**TEXT SHOWN:**
>> BEGIN

Enabling a Reproducible Data Experimentation Environment

#Programming #Data Engineering
Table of Contents

This post is going to detail how I enabled reproducible environments

  • Reproducible Docker Builds
  • Optimizing Data Transfers

Enabled reproducible data analysis by leveraging DVC to capture data lineage, provisioning both object storage and IAM policies using Terraform for secure access, optimizing network transfers by 35x and packaging notebooks via Docker

In this figure, the developer utilizes four main command line tools: DVC, Git, Poetry and Docker. DVC is configured to pull and push dataset artifacts onto the DVC repository.

Docker Build Flow

Initial Idea

An interesting use case for Docker is for packaging and running Jupyter Notebook Environments.

That is, we can use Docker to commit the image to an artifact store, save the notebook as is and anyone within your organization can pull that down and run it. This is a massive boost for sharing and reproducing scientific experimentations. In the case of a Data team, this empowers individual contributers get feedback quicker and for teams to move understanding up the chain of the organization.

organization on docker, to push images. hands on docker. link on notion.

git-lfs or datasets. s3 location to sync a dataset down. dvc is another option for tooling.

Reproducible Experimentation Environment Design

Reproducible Notebooks

Figure 1. The Tooling Used in the Notebook Workflow.

In this figure, we encapsulate the main concepts in this design – Data would be versioned with DVC and authentication would be required to upload or download the data artifacts using AWS. For now, lets gloss over those details and focus on the Docker image build. I made great use of Docker for image building and docker-compose for mounting my file system into the running container for quick iteration

So far, we got a github workflow deployed to Dockerhub, for the base jupyter server environment. Plan is to have multistage builds, that extend that base image. Next, we pass in variables to define the data dependencies for each of these in their own docker-compose file. This will include stuff like the notebook name + data.

Environment Packaging with Poetry

For me the choice of package manager was simple. Poetry fit that role, due to pyproject.toml providing great project structure and for its virtual environment capabilities.

Poetry allows one to easily manage project’s dependencies. This ensures that code always has the correct versions of libraries. Furthermore, Poetry provides an isolated environment for Python.

Why use Docker and Poetry

Since there can be difficulties when trying to use non-Python dependencies in Poetry, I used Docker to circumvent that pitfall. Docker images provide a consistent environment ensuring the Jupyter Environment behaves the same each time. In addition to helping a ton with reproducibility, Docker simplifies the process of packaging and shipping our environment. This was critical for collaboration. We opted for storing our images onto DockerHub.

Building a Jupyter Server Environment with Multi-Stage Builds

Using Docker, I packaged the environment with a Docker Multi-Stage build. Additionally, this process is performed using the Github Workflow framework for automating jobs. The jobs are trigger by changes to the repository.

>> END

**EXTRACTED INFORMATION:**
>> BEGIN

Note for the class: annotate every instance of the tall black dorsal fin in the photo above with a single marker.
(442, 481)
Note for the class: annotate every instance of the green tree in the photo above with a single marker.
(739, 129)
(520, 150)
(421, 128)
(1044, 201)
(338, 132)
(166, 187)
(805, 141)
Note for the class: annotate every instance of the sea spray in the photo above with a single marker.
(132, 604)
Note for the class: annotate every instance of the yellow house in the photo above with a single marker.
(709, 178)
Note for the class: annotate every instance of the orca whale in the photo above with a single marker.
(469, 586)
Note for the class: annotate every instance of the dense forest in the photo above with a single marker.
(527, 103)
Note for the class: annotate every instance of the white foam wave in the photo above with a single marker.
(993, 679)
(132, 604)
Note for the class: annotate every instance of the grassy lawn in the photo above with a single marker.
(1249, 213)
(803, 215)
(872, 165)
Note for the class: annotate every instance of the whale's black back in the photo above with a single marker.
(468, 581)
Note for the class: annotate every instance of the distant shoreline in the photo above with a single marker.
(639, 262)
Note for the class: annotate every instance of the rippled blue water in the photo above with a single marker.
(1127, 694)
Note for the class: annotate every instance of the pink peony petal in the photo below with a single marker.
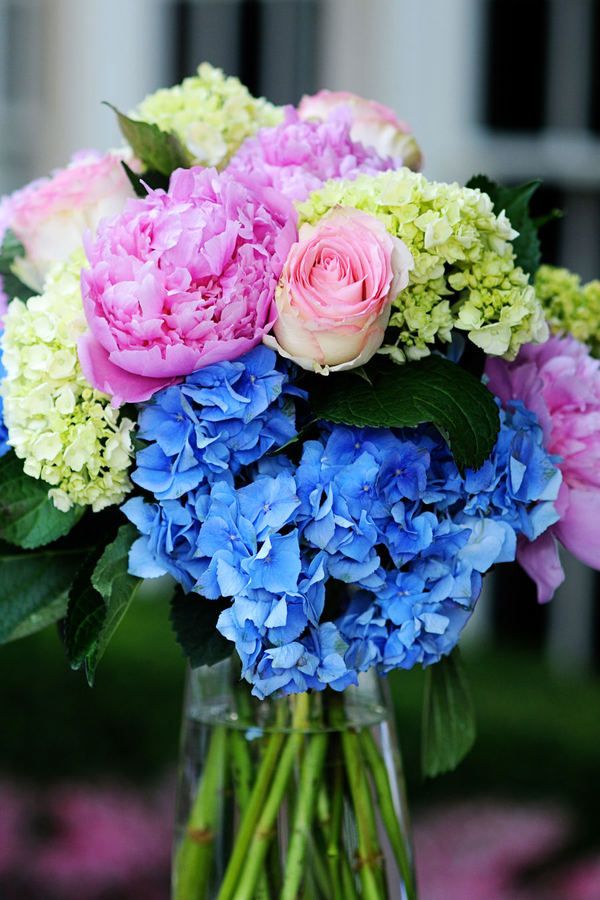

>> END

**EXERCISE GOAL:** Repeat everything in the reproducible data environment text from "For me the choice" down to "virtual environment capabilities.", swapping "package manager" for "dependency manager".

**THE RESULT:**
For me the choice of dependency manager was simple. Poetry fit that role, due to pyproject.toml providing great project structure and for its virtual environment capabilities.